EXCERPT =

________________________________________

Saratoga!

Rough Sketch of the US Camp
Rough Sketch of the US Camp

Saratoga is 10 days away. Only 10 days away.

In more exciting news, there’s a map of the American camp so we’ll know where we’re stumbling to in the dark. (We can’t leave town until about 3:00, when the Young Mr will finally be released from school.)

We’ll be with the Lights, in two of those proposed eight tents, near the oval designated “horses.” With a sketch map in hand, we won’t have to remember Lochee while grappling with mallet and flashlight. Well, not too much, anyway.

The coat is done, and while I would have had time to make another for the Young Mr, I took a three-day break from sewing instead. The finished size 40 fits him, in any case, so if there is a spare, he can appear in brown and green with the rest of the company. Now that he’s swimming two days aweek, I don’t epxact him to stay a size 40 for long enough to justify his own hand-sewn, two-events-per-year-max coat…yet…

For me, the next few weeks will be spent sewing for What Cheer Day and thinking about the “People of 1763” event in Boston. Sew18thCentury will be joining me for that, as I play her maid. We’ll be at the Old State House in Boston where I know a very lovely Grenadier’s Cap is on display.

________________________________________

SET EXERCISE 1 =
Why doesn't the writer of the Saratoga post plan to sew the Young Mr his own coat yet?
SET EXERCISE 2 =
Rewrite all the rows below, changing every "marker" to "point" and leaving everything else unchanged.

ENTRIES =
________________________________________

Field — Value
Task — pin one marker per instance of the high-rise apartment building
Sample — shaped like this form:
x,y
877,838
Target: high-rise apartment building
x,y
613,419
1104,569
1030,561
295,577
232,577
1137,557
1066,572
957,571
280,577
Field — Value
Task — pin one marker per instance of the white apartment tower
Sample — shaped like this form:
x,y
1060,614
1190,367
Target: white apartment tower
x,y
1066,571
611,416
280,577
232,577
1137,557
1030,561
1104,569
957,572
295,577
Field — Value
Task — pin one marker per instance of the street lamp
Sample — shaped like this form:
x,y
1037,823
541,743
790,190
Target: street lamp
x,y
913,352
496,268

________________________________________

REPLY 1 =
He now swims two days a week, so the writer doesn't expect him to stay a size 40 long enough to justify a hand-sewn coat worn at most two events a year.

REPLY 2 =
Field — Value
Task — pin one point per instance of the high-rise apartment building
Sample — shaped like this form:
x,y
877,838
Target: high-rise apartment building
x,y
613,419
1104,569
1030,561
295,577
232,577
1137,557
1066,572
957,571
280,577
Field — Value
Task — pin one point per instance of the white apartment tower
Sample — shaped like this form:
x,y
1060,614
1190,367
Target: white apartment tower
x,y
1066,571
611,416
280,577
232,577
1137,557
1030,561
1104,569
957,572
295,577
Field — Value
Task — pin one point per instance of the street lamp
Sample — shaped like this form:
x,y
1037,823
541,743
790,190
Target: street lamp
x,y
913,352
496,268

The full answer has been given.